Condense the paragraph of the MergeKit wrapper page that begins "The toolkit implements MergeKit methods" into a short bulleted list that keeps its main facts.

▶ [PROVIDED PASSAGE]

--------------------------------------------------

MergeKit wrapper
Running MergeKit methods¶
The toolkit implements MergeKit methods via a StructuralControl
wrapper. Methods are initialized via either a config_dict
or a config_path
(to a yaml
file). Since merging results in a model, the option lazy_init=True
must be set when creating a SteeringPipeline
(rather than passing in model_name_or_path
). This notebook outlines how to construct some of MergeKit's methods in our toolkit; for a more complete list of implementations enabled by MergeKit please see the example configs and the documentation.
Note: Please note that the toolkit depends on MergeKit 0.0.5.1 (due to more restrictive licenses of more recent versions). As a result, not all recent MergeKit methods are available in our toolkit. Merging operations can be resource and storage intensive.
from aisteer360.algorithms.core.steering_pipeline import SteeringPipeline
from aisteer360.algorithms.structural_control.wrappers.mergekit import MergeKit
prompt = "Who was the fifth president of the United States?"
/dccstor/principled_ai/users/erikmiehling/AISteer360/.venv/lib/python3.11/site-packages/tqdm/auto.py:21: TqdmWarning: IProgress not found. Please update jupyter and ipywidgets. See https://ipywidgets.readthedocs.io/en/stable/user_install.html from .autonotebook import tqdm as notebook_tqdm
The following authentication steps may be necessary to access any gated models (even after being granted access by Hugging Face). Uncomment the following if you need to log in to the Hugging Face Hub using your token stored in the .env
file:
# !pip install python-dotenv
# from dotenv import load_dotenv
# import os
# load_dotenv()
# token = os.getenv("HUGGINGFACE_TOKEN")
# from huggingface_hub import login
# login(token=token)

--------------------------------------------------

Entries drawn from a collection:
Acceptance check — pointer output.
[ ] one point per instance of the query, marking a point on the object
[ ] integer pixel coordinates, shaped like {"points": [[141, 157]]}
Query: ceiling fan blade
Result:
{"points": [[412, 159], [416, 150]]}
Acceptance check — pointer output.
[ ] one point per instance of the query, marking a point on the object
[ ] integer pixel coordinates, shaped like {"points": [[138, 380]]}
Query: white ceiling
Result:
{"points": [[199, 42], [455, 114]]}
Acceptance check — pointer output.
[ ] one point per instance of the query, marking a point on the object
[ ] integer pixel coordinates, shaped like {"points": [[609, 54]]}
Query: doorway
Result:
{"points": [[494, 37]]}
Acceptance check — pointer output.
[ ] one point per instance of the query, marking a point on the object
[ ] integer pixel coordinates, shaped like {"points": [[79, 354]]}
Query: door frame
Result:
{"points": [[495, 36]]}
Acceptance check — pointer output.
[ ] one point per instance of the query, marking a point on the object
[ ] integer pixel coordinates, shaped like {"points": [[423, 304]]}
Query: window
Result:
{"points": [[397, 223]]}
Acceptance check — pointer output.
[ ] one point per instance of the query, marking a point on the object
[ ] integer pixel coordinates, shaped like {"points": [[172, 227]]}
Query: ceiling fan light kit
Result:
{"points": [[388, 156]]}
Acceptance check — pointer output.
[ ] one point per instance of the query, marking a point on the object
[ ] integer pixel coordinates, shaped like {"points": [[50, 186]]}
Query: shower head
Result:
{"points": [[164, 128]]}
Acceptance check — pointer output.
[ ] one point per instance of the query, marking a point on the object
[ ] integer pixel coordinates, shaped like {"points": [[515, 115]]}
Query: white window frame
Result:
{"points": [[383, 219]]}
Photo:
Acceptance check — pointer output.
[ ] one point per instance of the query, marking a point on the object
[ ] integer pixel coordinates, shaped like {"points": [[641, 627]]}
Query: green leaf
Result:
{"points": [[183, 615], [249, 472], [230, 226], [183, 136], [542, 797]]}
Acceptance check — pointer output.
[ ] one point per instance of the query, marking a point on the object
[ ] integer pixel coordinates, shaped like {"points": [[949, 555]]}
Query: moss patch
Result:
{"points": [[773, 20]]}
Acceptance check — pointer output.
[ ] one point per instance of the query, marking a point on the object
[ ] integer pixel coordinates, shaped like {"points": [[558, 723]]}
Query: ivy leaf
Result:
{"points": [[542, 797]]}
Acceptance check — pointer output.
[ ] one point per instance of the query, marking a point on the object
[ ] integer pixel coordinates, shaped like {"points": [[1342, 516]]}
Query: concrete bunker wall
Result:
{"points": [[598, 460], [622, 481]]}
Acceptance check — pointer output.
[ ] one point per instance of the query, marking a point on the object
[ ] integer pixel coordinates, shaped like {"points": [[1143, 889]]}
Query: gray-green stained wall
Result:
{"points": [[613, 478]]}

--------------------------------------------------

▶ [CORRECT RESPONSE]
- The toolkit implements MergeKit methods through a StructuralControl wrapper.
- Methods are initialized with either a config_dict or a config_path to a yaml file.
- Because merging produces a model, lazy_init=True must be set when creating a SteeringPipeline, instead of passing in model_name_or_path.
- The notebook shows how to build some of MergeKit's methods in the toolkit. The example configs and the documentation give a fuller list of implementations enabled by MergeKit.